___ Raw data

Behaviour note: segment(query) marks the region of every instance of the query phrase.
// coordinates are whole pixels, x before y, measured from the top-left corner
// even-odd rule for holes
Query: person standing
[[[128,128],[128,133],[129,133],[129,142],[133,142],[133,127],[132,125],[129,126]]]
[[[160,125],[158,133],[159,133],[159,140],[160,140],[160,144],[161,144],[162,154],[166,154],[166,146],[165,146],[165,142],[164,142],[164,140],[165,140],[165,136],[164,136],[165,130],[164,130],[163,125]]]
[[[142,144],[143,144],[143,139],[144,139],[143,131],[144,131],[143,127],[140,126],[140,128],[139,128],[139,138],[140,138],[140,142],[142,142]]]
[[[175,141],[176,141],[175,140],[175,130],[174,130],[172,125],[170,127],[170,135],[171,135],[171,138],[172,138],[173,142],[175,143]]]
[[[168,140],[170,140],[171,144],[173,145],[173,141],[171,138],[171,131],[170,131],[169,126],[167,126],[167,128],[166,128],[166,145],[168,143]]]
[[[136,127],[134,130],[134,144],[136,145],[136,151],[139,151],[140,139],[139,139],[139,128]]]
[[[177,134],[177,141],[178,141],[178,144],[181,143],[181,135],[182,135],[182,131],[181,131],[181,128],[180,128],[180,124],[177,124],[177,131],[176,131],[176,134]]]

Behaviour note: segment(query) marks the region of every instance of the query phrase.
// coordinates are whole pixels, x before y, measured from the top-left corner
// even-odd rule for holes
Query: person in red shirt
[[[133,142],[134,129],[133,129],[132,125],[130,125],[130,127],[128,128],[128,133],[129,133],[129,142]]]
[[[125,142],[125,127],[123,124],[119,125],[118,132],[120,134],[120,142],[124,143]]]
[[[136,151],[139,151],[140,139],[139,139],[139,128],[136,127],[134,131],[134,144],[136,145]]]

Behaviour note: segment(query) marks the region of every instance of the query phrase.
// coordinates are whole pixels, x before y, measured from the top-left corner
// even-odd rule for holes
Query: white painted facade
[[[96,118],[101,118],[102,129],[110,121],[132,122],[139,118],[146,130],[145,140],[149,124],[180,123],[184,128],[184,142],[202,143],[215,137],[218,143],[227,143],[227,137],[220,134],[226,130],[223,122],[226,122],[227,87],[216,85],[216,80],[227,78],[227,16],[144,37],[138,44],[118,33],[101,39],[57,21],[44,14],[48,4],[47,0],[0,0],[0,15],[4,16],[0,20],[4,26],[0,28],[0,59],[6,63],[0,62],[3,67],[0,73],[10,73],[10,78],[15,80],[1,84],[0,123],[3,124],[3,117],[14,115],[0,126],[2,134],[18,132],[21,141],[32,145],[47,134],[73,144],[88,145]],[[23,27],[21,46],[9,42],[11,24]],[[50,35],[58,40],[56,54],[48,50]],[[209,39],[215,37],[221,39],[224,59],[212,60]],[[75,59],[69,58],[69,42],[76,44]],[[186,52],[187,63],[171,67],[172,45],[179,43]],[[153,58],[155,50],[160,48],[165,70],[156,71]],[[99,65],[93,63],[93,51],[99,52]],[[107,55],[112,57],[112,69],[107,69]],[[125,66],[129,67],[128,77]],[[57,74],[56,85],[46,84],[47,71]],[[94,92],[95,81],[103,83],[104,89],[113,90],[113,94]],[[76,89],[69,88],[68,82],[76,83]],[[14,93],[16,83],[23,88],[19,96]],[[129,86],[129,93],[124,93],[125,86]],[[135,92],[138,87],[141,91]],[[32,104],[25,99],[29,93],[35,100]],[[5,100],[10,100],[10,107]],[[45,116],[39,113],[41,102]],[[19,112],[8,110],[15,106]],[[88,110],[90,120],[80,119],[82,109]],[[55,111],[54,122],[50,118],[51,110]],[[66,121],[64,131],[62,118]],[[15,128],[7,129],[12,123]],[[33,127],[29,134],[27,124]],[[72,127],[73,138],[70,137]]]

______
___ Raw data

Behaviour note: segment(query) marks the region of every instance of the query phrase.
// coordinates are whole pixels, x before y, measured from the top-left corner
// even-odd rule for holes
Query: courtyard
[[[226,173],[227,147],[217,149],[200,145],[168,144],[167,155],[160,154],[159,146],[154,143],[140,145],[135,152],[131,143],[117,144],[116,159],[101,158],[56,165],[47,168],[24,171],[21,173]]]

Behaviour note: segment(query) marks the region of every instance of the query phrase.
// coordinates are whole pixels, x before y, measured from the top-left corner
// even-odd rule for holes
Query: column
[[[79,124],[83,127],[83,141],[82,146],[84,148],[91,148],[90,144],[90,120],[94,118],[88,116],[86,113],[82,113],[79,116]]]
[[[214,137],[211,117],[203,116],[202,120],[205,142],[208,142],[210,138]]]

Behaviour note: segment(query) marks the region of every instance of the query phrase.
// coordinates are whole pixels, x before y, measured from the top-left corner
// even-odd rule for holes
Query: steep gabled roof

______
___ Raw data

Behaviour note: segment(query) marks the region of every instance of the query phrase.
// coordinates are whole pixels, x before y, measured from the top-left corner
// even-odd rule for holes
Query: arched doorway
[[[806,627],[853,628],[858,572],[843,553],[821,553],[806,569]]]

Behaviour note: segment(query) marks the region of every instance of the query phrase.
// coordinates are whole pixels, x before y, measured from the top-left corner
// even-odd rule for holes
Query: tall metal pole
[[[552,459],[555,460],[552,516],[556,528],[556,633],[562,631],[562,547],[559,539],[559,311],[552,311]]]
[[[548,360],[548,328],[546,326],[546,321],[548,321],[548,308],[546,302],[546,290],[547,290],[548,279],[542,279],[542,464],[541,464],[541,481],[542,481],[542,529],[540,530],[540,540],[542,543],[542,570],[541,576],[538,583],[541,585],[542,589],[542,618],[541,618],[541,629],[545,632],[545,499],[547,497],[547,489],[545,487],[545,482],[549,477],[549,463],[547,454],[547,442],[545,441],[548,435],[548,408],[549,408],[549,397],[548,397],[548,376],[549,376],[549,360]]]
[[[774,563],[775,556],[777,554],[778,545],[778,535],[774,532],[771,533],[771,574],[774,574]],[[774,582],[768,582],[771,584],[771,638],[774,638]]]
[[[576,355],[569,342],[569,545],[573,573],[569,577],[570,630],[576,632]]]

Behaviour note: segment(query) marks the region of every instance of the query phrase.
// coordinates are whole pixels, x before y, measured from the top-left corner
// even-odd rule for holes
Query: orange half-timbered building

______

- Your task:
List every line from the rows above that contains the word "person".

- Exercise result:
Query: person standing
Query: person in red shirt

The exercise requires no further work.